§ **Kurze Aufgabe**: Setze den Forenauszug über 32-Bit-Kompatibilitätsbibliotheken im Anschluss an seinen letzten Satz fort.

§ **Vorliegender Auszug**:
□ □ □

Ich will wirklich keinen Flamewar anfangen, und Du kannst mut Deinem Rechner natürlich machen was Du für richtig hälst. Aber diese Begründung gehört zum bizarrsten was ich hier seit langem gelesen habe.   :Shocked: 

Was hat KDE mit Schäuble zu tun? Und ist nicht gerade Google/Chrome datenschutzrechtlich bedenklich? Wenn die Betonung auf WebKit liegt, wäre dann z.B. Arora, Epiphany oder Midori eine naheliegender Wahl? Chrome geht ja nun weit über einen "08/15"-Webkit basierten Browser hinaus.

----------

## Child_of_Sun_24

Warum installierst du nicht die entsprechenden x86 compat libs ?

Oder hast du das schon gemacht (Gibt es für X11 und so auch, einfach mal unter /usr/portage/app-emulation gucken)

CoS24

----------

## fangorn

Wenn mir in der 32bit-compat libraries eine Bibliothek fehlt habe ich die schon in einem separaten 32bit chroot hochgezogen und in die entsprechenden 32bit lib verzeichnisse kopiert. Ist ziemlich viel händischer Aufwand, aber es funktioniert. Und man kann sich die dependency Orgien von Fremdpaketen ersparen.

□ □ □

§ **Die Einträge**:
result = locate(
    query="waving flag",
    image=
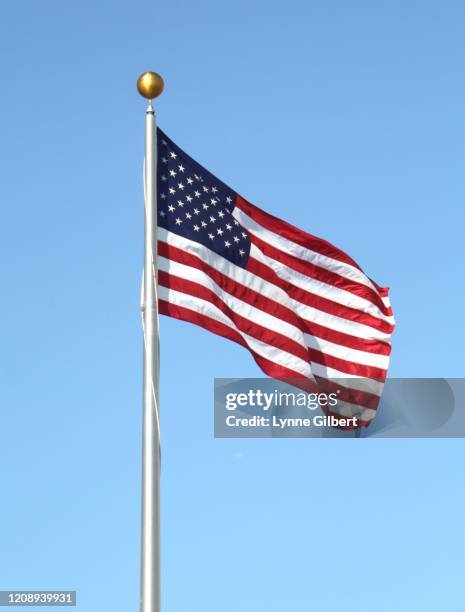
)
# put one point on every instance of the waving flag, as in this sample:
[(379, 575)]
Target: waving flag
[(303, 308)]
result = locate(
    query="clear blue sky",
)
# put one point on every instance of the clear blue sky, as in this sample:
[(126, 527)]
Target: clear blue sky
[(345, 118)]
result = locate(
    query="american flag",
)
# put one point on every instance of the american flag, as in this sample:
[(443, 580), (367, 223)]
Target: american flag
[(303, 308)]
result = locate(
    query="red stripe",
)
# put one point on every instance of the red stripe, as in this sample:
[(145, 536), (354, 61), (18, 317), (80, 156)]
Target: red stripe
[(186, 314), (268, 367), (271, 337), (347, 367), (376, 347), (242, 292), (321, 274), (268, 305), (320, 303), (294, 234)]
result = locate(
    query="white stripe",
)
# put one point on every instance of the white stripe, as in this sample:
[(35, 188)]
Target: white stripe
[(269, 290), (347, 409), (347, 353), (325, 290), (244, 309), (207, 309), (350, 381), (287, 246)]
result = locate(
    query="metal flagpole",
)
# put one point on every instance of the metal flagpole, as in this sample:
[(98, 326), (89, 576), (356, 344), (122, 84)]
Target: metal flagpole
[(150, 85)]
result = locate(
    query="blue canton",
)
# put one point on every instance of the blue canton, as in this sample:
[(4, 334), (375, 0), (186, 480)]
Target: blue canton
[(194, 204)]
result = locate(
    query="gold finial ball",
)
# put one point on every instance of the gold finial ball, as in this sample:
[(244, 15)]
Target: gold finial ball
[(150, 85)]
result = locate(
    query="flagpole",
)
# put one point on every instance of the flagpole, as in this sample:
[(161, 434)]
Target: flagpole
[(150, 85)]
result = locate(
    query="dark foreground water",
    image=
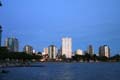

□ □ □

§ **Schriftliche Antwort**:
----------

## Child_of_Sun_24

Mhh, warum dafür ein extra chroot nehmen ?

Man könnte dann doch einfach ein -m32 in den gcc Optionen anfügen (Beim kompilieren der Libs), wenn es keine extra abhängigkeiten gibt müsste es doch funktionieren, oder irre ich mich da ?

CoS24

----------

## vlooe

@Child_of_Sun_24:

Das wird dir nichts bringen, dann hast du zwar eine 32bit lib aber keine 64bit lib mehr.

Und ein paket kann man nicht 2 mal installiert haben.

Das oben genannte Overlay versucht dieses Problem zu umgehen.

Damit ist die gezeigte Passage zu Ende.